## Extract provided
Keytruda: Merck’s breakthrough cancer drug with mixed results at ESMO

Keytruda: Merck’s cancer drug shines and falters at ESMO

Merck & Co. made significant strides at this year’s European Society for Medical Oncology (ESMO) congress, presenting a series of groundbreaking studies highlighting Keytruda’s efficacy across multiple cancer types. However, there was one notable setback.

Keytruda, Merck’s PD-1 inhibitor, demonstrated complete and partial victories in cervical cancer, early breast cancer, and stomach cancer across four distinct studies when used in combination with other cancer medications. Regrettably, Keytruda fell short of expectations in the context of aggressive prostate cancer.

Let’s delve into the encouraging developments first. In the phase 3 trial known as KEYNOTE-A18, which lasted approximately 18 months, Keytruda, in conjunction with concurrent chemoradiotherapy, exhibited a 30% reduction in the risk of disease progression or death compared to chemoradiotherapy alone. For patients with high-risk, locally advanced cervical cancer, progression-free survival reached 67.8% at the 24-month mark, surpassing the 57.3% observed in those treated solely with concurrent chemoradiotherapy.

## Dataset extract

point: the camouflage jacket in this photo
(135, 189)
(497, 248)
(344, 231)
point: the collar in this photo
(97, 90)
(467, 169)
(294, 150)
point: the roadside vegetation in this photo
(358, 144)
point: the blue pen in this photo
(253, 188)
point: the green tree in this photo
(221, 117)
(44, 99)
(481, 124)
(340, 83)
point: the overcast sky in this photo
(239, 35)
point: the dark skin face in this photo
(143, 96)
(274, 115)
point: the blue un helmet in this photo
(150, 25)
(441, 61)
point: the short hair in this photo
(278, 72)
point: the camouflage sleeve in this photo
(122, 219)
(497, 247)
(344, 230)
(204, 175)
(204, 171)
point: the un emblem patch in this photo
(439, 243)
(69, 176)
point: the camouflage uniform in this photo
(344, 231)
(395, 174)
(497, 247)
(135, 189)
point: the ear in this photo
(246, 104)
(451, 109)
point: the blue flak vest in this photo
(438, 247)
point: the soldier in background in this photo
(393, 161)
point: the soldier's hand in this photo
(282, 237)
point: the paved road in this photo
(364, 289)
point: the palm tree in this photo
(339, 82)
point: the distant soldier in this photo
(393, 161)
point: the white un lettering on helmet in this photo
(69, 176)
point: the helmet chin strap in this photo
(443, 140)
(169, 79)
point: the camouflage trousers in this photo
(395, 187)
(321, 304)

==

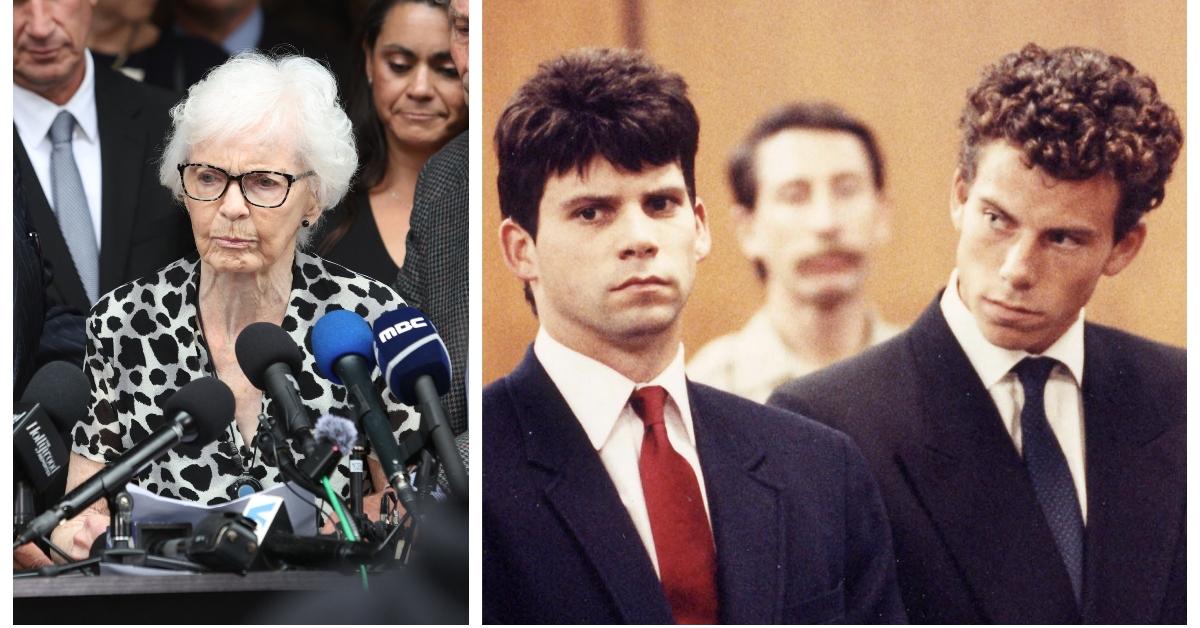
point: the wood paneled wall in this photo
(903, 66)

## Aim of the exercise
List every cancer type that the Keytruda article names. The entries are separate material and have nothing to do with the Keytruda article.

## Answer for the task
Cervical cancer, early breast cancer, stomach cancer, aggressive prostate cancer